* [WHAT TO PRODUCE] Reproduce all of the material below word for word, with nothing added, dropped, or changed.

Start of TASK INPUTS

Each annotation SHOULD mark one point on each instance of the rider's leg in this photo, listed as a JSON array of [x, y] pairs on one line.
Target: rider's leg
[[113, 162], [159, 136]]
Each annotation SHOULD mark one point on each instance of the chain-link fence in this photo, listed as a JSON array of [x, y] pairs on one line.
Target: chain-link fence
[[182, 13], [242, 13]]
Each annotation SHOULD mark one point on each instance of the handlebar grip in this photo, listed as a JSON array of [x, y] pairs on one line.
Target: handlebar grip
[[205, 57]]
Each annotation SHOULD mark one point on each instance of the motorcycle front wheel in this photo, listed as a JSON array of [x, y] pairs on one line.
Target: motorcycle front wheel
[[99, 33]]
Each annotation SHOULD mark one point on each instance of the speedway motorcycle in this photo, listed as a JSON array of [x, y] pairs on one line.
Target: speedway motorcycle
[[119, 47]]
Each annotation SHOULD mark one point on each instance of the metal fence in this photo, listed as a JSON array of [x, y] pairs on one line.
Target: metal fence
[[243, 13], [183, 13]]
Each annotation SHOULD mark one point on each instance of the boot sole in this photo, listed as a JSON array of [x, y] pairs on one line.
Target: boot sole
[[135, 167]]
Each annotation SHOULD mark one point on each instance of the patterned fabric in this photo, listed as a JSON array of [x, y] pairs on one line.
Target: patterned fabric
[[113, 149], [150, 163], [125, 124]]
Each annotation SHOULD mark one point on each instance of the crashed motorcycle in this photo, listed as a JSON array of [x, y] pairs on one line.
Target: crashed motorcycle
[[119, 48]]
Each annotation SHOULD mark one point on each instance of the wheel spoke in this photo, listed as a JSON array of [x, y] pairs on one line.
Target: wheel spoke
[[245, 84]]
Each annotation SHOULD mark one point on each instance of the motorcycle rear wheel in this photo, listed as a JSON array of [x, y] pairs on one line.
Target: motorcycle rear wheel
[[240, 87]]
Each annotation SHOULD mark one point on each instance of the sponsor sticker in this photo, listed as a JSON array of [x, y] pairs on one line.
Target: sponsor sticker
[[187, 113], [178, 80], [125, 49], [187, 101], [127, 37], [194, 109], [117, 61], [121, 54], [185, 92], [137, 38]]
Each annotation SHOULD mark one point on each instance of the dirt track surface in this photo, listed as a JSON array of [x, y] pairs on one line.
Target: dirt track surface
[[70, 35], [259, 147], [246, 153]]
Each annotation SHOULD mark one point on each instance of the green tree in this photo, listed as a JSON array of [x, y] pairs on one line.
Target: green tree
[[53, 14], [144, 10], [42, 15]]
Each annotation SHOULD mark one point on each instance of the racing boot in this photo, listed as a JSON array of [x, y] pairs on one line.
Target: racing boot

End of TASK INPUTS

* [SOLUTION TO THIS EXERCISE]
Each annotation SHOULD mark one point on each instance of the rider's leg in this photo, listed as a JSON array of [x, y] pairs on one line.
Target: rider's leg
[[113, 162], [159, 136]]
Each annotation SHOULD mark one point on each instance of the chain-link fence in this photo, listed as a JSON array of [x, y] pairs on one line.
Target: chain-link fence
[[182, 13], [242, 13]]
Each annotation SHOULD mark one point on each instance of the handlebar grip in this photo, listed as a JSON array of [x, y] pairs on one line.
Target: handlebar grip
[[205, 57]]
Each annotation SHOULD mark one point on each instance of the motorcycle front wheel in this photo, listed as a JSON array of [x, y] pairs on one line.
Target: motorcycle front wheel
[[99, 33]]
Each annotation SHOULD mark one point on each instance of the speedway motorcycle in this photo, listed as a JSON array of [x, y] pairs on one line.
Target: speedway motorcycle
[[119, 47]]
Each annotation SHOULD mark one point on each instance of the metal fence in this photo, listed as a JSON array of [x, y] pairs on one line.
Target: metal fence
[[243, 13], [183, 13]]
Each annotation SHOULD mark one point on each instance of the boot sole in this photo, listed as a JSON array of [x, y] pairs on one line.
Target: boot sole
[[135, 167]]
Each annotation SHOULD mark one point on each instance of the patterned fabric in this photo, listed as a JSON array of [x, y] pairs on one line.
Target: patterned fabric
[[113, 149], [150, 163], [125, 124]]
Each annotation SHOULD mark one point on each instance of the crashed motorcycle in this photo, listed as a JSON array of [x, y] pairs on one line.
Target: crashed motorcycle
[[119, 48]]
Each annotation SHOULD mark one point on each instance of the wheel spoke in this photo, listed as a JSON array of [x, y] pairs on one line.
Target: wheel spoke
[[245, 84]]
Each annotation SHOULD mark one point on each instance of the motorcycle rear wheel in this photo, listed as a JSON array of [x, y] pairs on one line.
Target: motorcycle rear wheel
[[240, 87]]
Each annotation SHOULD mark one point on each instance of the sponsor sticker in this photo, listed as a JSON array of [x, y] pairs on one line.
Target: sponsor sticker
[[187, 113], [178, 80], [125, 49], [187, 101], [127, 37], [194, 109], [117, 61], [121, 54], [185, 92], [137, 38]]
Each annotation SHOULD mark one point on each instance of the dirt track surface in this photo, listed as a JSON array of [x, y] pairs on one line.
Target: dirt track surface
[[70, 35], [259, 147], [246, 153]]
Each annotation SHOULD mark one point on each instance of the green tree in this photo, listed as a JSON array of [x, y] pairs on one line.
Target: green tree
[[53, 14], [144, 10], [42, 15]]
Each annotation SHOULD mark one point on each instance of the racing boot in this photo, listed as a JSON array of [x, y] pairs on one line.
Target: racing boot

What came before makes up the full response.